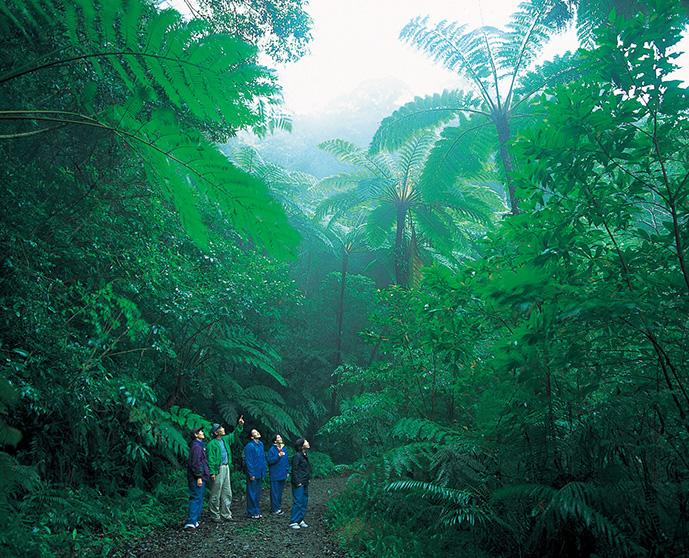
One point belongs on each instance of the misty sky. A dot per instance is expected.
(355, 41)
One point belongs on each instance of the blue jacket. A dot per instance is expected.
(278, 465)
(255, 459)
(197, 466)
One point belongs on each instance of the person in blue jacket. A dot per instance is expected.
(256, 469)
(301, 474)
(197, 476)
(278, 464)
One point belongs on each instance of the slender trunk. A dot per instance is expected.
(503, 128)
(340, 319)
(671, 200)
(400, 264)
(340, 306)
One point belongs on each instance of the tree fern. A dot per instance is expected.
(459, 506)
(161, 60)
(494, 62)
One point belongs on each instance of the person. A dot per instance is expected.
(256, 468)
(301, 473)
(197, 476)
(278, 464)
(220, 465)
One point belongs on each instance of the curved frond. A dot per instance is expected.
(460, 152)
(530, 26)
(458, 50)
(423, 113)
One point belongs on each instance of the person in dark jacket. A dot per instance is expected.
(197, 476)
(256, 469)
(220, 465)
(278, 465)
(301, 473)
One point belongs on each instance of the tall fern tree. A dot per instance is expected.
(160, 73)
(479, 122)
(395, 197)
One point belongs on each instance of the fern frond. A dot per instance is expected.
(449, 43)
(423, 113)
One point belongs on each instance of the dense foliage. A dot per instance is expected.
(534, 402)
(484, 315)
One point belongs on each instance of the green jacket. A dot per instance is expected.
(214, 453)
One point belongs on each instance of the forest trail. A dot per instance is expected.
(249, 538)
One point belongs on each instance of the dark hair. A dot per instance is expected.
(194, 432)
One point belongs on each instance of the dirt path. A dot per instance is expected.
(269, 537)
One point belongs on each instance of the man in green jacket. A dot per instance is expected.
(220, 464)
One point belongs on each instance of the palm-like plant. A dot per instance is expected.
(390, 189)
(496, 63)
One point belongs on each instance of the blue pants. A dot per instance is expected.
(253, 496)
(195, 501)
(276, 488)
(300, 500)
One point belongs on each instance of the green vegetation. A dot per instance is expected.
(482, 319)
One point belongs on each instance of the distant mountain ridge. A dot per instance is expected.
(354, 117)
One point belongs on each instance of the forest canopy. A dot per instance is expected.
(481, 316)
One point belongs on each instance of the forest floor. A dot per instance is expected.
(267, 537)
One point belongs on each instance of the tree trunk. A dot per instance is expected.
--------------------------------
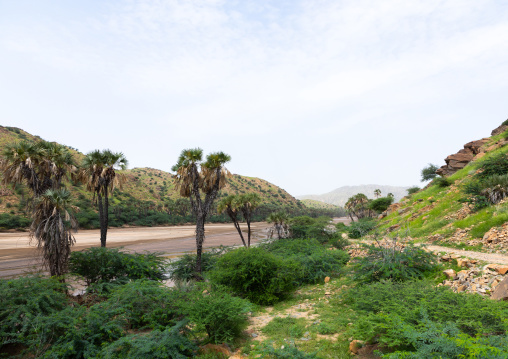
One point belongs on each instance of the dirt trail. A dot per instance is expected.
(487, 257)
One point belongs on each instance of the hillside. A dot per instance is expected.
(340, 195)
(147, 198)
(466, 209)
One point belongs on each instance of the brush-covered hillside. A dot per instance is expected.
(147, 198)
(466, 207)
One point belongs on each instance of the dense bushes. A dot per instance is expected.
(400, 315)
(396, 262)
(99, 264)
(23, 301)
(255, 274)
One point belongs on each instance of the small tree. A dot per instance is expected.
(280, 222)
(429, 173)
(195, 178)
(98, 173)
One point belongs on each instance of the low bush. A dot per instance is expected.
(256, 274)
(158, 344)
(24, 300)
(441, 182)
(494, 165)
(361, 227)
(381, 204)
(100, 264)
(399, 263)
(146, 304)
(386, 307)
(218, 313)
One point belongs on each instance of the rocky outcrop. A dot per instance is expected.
--------------------------------
» Problem statement:
Only the lines above starting at the line that holds "One point belongs on each instance of the tall" and ending at the line that holds "One point belongs on each instance of the tree trunk." are to be repeated, exactly and in full.

» Response to this task:
One point belongs on each instance of the tall fern tree. A dot per instance is expected.
(160, 73)
(479, 122)
(395, 197)
One point belongs on each instance of the fern frond. A dot per instance is expected.
(449, 43)
(423, 113)
One point belongs on each instance of the dense foliage. A dot per instance is expected.
(534, 402)
(484, 315)
One point belongs on each instance of the green jacket. A dot per instance is expected.
(214, 453)
One point belongs on each instance of the forest trail. A dot per instance is expected.
(249, 538)
One point belongs on each instance of the dark hair. A dot per instance is expected.
(194, 432)
One point belongs on each instance of the dirt path. A dot per instance is expected.
(269, 537)
One point belongs on each instance of the man in green jacket. A dot per instance is expected.
(220, 464)
One point belongs on each instance of the palm-like plant. A dot per instance is expected.
(390, 189)
(496, 63)
One point belongs on each instance of the blue pants. A dot per instance is expected.
(253, 496)
(195, 501)
(276, 488)
(300, 500)
One point belongs on each instance of the green vegetation. A dot per instance is expected.
(482, 319)
One point belongs on each instance of the distant mountain ridge. A dot per instance is expected.
(354, 117)
One point belongs on each instance of the forest canopy. A dot per instance is expected.
(481, 316)
One point belongs on each instance of the forest floor. A dot per instance is expected.
(267, 537)
One point belongs on each instance of the tree trunk. A dot per instance is expected.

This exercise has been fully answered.